>> Begin ITEMS
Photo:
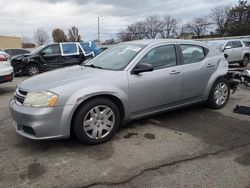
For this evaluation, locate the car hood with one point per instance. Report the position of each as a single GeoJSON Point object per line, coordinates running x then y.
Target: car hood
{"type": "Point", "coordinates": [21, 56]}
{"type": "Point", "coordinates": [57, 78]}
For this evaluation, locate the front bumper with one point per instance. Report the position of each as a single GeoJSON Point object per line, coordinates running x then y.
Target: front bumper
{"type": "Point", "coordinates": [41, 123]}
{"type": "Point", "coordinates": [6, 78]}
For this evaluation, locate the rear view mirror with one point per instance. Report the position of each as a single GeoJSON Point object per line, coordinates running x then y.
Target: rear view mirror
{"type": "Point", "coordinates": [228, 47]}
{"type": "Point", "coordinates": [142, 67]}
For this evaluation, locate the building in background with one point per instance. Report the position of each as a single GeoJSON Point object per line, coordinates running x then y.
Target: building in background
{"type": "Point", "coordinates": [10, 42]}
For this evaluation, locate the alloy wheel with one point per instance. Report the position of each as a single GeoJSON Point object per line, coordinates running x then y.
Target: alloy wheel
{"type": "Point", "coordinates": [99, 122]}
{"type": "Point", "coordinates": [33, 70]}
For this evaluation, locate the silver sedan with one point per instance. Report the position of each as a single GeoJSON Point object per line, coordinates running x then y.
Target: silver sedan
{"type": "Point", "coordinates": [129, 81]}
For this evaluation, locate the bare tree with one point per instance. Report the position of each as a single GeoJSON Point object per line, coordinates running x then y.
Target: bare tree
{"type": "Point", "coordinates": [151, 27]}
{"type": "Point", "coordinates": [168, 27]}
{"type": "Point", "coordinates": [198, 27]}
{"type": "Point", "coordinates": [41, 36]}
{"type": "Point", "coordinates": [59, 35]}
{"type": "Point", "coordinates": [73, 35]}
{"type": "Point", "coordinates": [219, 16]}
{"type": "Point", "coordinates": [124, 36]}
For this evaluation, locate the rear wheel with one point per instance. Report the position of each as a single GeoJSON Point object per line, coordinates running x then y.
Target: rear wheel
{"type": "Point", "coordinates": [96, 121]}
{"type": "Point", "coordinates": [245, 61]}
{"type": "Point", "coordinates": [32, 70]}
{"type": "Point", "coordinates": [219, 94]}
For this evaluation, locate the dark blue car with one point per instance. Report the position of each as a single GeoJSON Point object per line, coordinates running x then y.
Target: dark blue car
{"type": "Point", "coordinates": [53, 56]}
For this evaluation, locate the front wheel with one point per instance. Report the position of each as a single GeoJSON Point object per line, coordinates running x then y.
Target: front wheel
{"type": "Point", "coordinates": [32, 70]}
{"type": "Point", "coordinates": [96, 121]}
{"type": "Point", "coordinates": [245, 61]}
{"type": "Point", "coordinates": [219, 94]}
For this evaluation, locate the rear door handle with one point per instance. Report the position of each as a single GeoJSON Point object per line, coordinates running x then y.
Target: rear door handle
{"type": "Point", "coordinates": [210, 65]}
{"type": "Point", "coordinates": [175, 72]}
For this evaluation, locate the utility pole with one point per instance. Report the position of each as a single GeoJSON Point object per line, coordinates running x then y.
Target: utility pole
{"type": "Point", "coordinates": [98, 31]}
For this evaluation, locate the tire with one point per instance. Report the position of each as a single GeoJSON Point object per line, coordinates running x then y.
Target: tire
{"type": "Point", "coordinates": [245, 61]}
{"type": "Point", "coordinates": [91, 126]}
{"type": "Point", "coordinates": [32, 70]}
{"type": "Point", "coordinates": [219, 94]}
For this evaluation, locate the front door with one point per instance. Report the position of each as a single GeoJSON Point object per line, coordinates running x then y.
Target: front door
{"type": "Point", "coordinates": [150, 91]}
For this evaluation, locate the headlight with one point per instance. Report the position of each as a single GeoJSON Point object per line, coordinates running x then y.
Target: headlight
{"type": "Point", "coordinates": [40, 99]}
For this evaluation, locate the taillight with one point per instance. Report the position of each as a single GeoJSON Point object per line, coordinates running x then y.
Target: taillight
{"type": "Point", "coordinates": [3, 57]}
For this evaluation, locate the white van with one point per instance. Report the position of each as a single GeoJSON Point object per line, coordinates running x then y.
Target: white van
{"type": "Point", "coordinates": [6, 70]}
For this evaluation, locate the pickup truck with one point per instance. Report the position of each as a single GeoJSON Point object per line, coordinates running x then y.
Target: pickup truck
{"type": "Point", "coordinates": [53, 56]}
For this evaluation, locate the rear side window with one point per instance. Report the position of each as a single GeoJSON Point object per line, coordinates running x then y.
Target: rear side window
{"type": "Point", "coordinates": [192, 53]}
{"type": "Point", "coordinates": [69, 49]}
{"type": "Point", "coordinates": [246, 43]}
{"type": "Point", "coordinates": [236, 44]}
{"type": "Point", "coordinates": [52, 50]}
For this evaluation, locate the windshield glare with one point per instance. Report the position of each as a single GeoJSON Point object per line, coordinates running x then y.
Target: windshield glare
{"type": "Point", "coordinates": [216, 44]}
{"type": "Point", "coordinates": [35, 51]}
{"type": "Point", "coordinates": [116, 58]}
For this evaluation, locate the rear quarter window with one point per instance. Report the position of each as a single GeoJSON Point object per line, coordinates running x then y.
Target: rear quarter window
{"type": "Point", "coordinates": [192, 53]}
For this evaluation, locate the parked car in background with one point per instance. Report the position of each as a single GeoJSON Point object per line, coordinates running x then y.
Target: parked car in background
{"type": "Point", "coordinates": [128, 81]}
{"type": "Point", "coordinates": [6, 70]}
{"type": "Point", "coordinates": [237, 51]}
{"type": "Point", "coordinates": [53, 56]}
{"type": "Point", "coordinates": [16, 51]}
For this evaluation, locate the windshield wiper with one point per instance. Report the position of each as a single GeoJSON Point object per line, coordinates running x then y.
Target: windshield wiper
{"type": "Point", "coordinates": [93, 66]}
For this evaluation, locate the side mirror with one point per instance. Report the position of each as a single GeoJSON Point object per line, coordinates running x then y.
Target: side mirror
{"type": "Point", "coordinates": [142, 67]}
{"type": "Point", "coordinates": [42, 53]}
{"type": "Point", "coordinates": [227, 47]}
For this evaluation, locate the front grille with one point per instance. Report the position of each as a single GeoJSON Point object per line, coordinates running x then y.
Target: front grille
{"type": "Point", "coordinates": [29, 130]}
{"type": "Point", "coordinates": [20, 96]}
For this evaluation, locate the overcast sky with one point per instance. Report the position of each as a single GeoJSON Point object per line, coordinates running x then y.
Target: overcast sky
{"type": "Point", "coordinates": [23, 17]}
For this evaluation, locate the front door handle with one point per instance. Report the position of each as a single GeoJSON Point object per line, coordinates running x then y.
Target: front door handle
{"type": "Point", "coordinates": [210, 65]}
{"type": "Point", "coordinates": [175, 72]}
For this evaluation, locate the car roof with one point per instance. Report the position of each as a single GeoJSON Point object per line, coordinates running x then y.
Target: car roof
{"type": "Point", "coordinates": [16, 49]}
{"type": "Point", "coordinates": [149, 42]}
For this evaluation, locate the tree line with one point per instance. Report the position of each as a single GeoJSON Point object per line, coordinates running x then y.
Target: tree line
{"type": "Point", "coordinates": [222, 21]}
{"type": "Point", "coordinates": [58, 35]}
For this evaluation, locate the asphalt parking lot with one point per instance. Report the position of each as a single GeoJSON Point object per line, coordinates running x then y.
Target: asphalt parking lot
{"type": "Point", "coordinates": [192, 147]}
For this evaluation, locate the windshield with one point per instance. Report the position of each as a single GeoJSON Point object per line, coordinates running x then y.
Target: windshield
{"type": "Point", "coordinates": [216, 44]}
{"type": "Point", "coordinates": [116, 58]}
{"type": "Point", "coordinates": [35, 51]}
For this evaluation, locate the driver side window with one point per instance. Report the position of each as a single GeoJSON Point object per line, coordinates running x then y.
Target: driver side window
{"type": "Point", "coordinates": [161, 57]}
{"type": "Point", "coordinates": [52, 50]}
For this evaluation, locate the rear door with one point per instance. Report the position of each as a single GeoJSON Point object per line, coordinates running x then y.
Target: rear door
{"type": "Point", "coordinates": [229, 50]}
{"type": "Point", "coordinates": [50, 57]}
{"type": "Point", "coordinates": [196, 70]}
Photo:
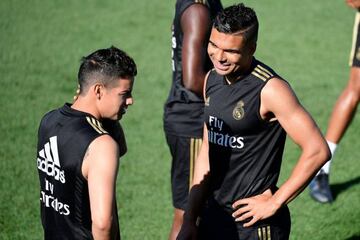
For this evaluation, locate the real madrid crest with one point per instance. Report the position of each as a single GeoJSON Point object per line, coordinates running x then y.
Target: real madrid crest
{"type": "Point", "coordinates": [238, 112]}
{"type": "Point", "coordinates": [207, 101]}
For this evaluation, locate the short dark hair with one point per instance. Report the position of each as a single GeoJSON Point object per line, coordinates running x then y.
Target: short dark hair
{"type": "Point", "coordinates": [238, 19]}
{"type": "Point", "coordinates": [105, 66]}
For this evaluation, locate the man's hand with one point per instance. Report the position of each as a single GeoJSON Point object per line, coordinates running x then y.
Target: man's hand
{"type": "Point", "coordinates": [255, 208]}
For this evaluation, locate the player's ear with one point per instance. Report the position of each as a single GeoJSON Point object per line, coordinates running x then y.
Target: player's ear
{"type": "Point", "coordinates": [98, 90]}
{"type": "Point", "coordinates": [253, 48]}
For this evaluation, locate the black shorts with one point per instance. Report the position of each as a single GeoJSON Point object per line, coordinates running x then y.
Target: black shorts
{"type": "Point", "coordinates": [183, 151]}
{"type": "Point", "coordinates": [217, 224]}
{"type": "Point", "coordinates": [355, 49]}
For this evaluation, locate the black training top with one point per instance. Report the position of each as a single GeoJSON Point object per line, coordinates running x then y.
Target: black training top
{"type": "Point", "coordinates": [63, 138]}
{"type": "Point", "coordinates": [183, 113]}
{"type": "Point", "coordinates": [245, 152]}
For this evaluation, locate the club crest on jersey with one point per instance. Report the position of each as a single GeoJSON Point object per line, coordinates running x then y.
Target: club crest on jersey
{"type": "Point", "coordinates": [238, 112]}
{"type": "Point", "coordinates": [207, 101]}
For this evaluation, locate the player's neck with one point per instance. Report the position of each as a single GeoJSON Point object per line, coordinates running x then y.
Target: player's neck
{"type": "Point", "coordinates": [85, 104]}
>> End ITEMS
>> Begin ITEMS
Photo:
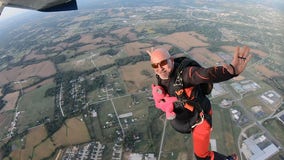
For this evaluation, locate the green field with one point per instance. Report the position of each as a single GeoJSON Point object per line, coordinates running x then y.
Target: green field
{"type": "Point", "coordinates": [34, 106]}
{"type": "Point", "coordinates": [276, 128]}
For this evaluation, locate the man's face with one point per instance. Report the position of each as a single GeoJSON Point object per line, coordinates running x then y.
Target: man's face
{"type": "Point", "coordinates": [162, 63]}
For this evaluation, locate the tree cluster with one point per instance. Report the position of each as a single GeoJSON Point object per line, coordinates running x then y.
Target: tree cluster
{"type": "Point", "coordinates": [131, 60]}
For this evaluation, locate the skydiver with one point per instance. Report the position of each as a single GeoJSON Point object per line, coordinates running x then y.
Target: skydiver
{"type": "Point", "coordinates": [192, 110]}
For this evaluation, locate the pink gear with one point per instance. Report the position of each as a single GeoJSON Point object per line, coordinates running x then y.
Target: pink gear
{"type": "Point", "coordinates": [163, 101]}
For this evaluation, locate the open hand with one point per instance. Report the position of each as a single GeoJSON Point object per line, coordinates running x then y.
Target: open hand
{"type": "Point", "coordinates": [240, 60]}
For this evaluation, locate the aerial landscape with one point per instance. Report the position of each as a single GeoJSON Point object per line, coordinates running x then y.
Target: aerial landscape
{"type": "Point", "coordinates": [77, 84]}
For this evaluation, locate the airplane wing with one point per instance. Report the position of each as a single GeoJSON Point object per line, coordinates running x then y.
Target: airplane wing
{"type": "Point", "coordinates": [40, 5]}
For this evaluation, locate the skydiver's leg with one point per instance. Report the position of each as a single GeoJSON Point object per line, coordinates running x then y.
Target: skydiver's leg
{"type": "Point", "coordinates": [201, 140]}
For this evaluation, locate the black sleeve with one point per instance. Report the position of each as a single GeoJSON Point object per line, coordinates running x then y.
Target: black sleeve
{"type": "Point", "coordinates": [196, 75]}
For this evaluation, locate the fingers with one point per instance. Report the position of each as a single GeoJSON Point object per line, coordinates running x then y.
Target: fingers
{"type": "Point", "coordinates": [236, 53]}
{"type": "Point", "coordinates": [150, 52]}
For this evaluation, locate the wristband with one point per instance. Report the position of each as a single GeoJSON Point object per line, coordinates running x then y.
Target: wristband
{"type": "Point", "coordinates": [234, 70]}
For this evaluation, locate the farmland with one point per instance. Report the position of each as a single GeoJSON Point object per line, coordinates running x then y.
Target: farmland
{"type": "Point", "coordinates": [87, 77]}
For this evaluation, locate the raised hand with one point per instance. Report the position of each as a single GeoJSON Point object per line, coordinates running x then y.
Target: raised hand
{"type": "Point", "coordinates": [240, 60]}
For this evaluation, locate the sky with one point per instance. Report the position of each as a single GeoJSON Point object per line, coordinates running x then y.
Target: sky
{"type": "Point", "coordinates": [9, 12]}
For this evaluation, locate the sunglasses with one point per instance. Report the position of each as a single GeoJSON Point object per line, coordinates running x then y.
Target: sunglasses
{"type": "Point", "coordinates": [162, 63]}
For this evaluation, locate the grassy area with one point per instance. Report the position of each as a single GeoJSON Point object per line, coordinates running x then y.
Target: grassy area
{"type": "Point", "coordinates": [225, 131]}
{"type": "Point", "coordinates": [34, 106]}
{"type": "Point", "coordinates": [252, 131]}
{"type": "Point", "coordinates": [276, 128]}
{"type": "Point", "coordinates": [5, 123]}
>> End ITEMS
>> Begin ITEMS
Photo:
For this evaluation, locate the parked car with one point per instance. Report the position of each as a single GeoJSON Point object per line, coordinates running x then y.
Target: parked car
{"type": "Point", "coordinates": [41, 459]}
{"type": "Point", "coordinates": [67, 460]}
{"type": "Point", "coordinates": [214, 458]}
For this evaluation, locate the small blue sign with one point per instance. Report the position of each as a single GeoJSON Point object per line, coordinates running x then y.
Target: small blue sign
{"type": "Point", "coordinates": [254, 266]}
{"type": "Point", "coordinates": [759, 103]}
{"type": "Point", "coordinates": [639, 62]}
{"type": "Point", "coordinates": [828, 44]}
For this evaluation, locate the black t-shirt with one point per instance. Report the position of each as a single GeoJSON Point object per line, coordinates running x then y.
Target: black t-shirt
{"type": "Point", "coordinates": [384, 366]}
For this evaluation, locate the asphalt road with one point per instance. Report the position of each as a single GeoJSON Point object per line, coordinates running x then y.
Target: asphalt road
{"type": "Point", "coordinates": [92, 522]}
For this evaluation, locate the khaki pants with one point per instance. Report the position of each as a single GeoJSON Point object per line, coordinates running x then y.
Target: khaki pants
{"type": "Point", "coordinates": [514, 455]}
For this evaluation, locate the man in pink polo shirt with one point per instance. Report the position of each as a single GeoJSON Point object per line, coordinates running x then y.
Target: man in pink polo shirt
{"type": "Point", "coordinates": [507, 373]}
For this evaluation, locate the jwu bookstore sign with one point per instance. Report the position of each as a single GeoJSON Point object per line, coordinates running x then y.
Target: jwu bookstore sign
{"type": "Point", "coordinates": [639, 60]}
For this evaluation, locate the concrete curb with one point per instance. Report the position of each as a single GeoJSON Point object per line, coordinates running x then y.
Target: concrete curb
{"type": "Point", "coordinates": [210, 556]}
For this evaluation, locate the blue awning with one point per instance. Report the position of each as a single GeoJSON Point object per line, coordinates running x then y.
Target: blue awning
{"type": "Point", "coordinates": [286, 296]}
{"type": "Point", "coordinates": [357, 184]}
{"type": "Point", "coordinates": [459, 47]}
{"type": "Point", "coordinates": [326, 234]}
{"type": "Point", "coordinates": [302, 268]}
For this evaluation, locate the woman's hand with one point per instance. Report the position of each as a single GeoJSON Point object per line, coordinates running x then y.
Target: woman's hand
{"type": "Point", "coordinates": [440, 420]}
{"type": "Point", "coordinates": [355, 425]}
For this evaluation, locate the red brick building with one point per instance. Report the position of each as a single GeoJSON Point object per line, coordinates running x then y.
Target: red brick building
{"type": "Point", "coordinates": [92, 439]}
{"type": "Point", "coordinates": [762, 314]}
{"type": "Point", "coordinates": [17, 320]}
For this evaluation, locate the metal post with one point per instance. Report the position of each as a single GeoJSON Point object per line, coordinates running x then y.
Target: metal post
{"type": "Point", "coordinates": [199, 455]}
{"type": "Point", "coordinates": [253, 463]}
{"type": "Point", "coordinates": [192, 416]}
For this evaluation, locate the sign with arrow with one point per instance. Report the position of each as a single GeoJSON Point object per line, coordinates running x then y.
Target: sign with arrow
>> End ITEMS
# WHAT THE TASK ASKS:
Which lines of the records contain the string "arrow"? Pull out each one and copy it in full.

# PROBLEM SOLUTION:
For this evaluation, locate the sign with arrow with one point per instance. Report the position of each as a single GeoJSON Point object per line, coordinates running x then y.
Target: sign with arrow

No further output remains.